### [Task objective]
Retype each entry verbatim. Do not include the images.

(Stored data)
------------------------

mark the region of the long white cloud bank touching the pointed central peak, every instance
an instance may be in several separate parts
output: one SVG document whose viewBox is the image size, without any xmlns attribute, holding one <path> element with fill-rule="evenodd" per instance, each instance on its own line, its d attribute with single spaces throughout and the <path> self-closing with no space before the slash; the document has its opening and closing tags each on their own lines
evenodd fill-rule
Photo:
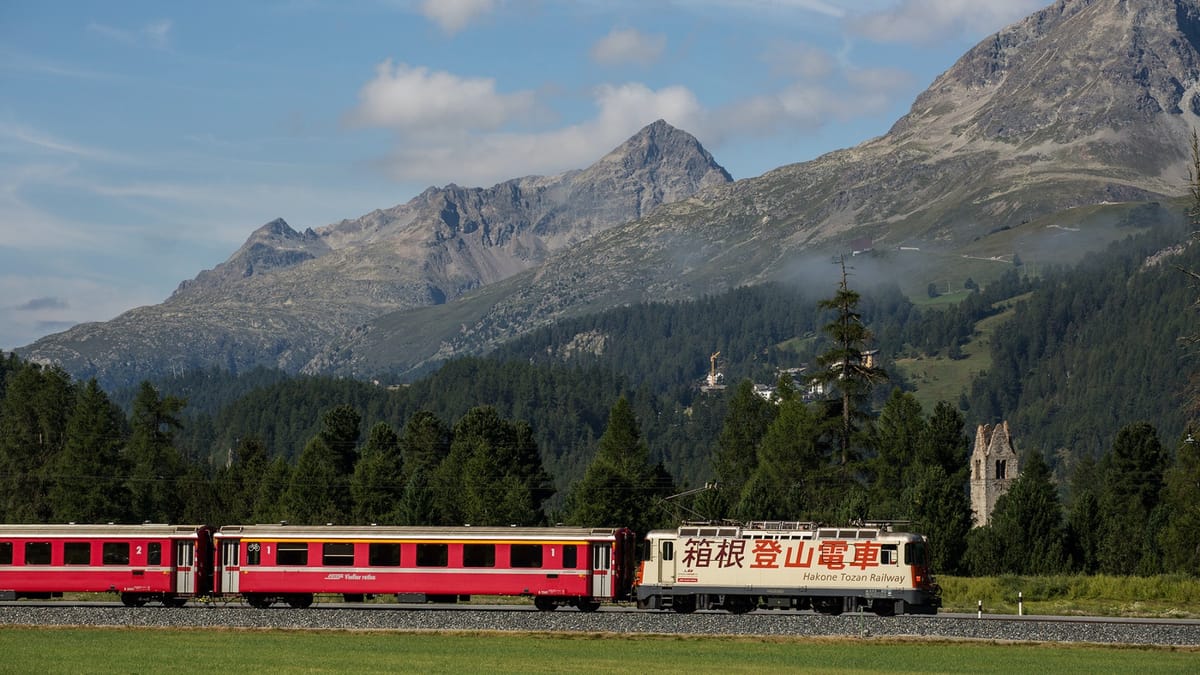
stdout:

------------------------

### [The answer]
mark the region of the long white cloud bank touching the pointed central peak, every instance
an instance may be in several separate parts
output: one SVG document whose viewBox is the image size, without any xmlns attribute, holding one <path> element with fill-rule="evenodd" per instance, each instance on its own line, its d attribute with single spaces throughout and the <path> self-closing with no space before the slash; the document has its opening and closing tags each on their own lines
evenodd fill-rule
Photo:
stdout:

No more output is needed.